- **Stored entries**
* begin *

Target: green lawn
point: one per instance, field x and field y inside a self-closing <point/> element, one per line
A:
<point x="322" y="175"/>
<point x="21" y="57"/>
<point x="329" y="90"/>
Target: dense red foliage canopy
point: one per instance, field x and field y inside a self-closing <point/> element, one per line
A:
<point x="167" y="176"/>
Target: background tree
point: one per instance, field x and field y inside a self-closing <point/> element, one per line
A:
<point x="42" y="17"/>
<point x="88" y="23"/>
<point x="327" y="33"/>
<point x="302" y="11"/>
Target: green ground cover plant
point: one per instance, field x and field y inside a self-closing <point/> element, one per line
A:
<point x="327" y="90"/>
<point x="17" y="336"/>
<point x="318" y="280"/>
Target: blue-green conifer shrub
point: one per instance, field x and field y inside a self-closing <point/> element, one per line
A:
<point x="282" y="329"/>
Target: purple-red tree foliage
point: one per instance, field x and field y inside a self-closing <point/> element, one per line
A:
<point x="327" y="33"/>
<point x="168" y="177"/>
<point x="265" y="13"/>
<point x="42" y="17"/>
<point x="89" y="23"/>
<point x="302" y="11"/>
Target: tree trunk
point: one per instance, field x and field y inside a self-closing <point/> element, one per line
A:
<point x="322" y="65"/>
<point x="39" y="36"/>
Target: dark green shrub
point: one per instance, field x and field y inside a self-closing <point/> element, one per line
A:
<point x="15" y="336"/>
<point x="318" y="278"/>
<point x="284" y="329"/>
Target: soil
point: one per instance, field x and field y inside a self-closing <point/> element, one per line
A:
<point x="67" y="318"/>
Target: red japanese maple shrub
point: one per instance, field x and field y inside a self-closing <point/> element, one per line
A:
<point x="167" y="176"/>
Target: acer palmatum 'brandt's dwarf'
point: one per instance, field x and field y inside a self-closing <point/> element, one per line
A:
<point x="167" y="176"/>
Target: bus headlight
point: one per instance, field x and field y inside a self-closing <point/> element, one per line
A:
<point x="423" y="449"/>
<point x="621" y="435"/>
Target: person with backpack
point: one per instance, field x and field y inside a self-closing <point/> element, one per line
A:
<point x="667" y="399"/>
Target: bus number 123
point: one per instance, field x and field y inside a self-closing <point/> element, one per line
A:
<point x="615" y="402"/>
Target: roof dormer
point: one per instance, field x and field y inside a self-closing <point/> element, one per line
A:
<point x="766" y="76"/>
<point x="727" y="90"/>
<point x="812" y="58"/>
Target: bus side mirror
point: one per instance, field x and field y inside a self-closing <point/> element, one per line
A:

* end *

- **Task brief**
Exactly as they are written, print the entries again.

- **Expected output**
Target: green lawn
point: one per instance, field x and field y inside a self-closing <point/> element, one per line
A:
<point x="322" y="175"/>
<point x="21" y="57"/>
<point x="329" y="90"/>
Target: dense red foliage canopy
point: one per instance, field x and field y inside a self-closing <point/> element, one per line
A:
<point x="167" y="176"/>
Target: background tree
point: one per instance, field x and field y inside a self-closing <point/> element, one per line
A:
<point x="42" y="17"/>
<point x="88" y="23"/>
<point x="327" y="33"/>
<point x="302" y="11"/>
Target: green ground cover plant
point: one per instance, field x and field y inside a self-closing <point/> element, one per line
A:
<point x="327" y="90"/>
<point x="17" y="336"/>
<point x="318" y="280"/>
Target: blue-green conifer shrub
point: one per instance, field x and field y inside a self-closing <point/> element, one per line
A:
<point x="282" y="329"/>
Target: purple-red tree foliage
point: one per instance, field x and field y inside a self-closing <point/> element, one per line
A:
<point x="327" y="33"/>
<point x="168" y="177"/>
<point x="265" y="13"/>
<point x="42" y="17"/>
<point x="89" y="23"/>
<point x="302" y="11"/>
Target: tree trunk
point: one per instance, field x and field y inside a self-closing <point/> element, one per line
A:
<point x="322" y="65"/>
<point x="39" y="36"/>
Target: dark green shrub
point: one per instance, field x and field y inside a self-closing <point/> element, one per line
A:
<point x="15" y="336"/>
<point x="318" y="278"/>
<point x="284" y="329"/>
Target: soil
point: one per instance, field x and field y inside a self-closing <point/> element, one per line
A:
<point x="67" y="318"/>
Target: red japanese maple shrub
point: one per instance, field x and field y inside a self-closing <point/> element, one per line
A:
<point x="167" y="176"/>
Target: acer palmatum 'brandt's dwarf'
point: one per instance, field x and field y inside a self-closing <point/> element, one per line
A:
<point x="167" y="176"/>
Target: bus headlight
point: one per instance, field x and field y inside a self-closing <point/> element, one per line
A:
<point x="423" y="449"/>
<point x="621" y="435"/>
Target: person with backpack
point: one per instance, field x and field y inside a self-closing <point/> element, one per line
A:
<point x="667" y="399"/>
Target: bus number 123
point: one per instance, field x and field y inside a self-closing <point/> element, one per line
A:
<point x="615" y="402"/>
Target: roof dormer
point: one per instance, field x and field y inside a self-closing <point/> element, one per line
A:
<point x="766" y="76"/>
<point x="727" y="90"/>
<point x="812" y="58"/>
Target: bus side mirror
point: one per instance, field x and field y inside a self-closing <point/> element, one per line
A:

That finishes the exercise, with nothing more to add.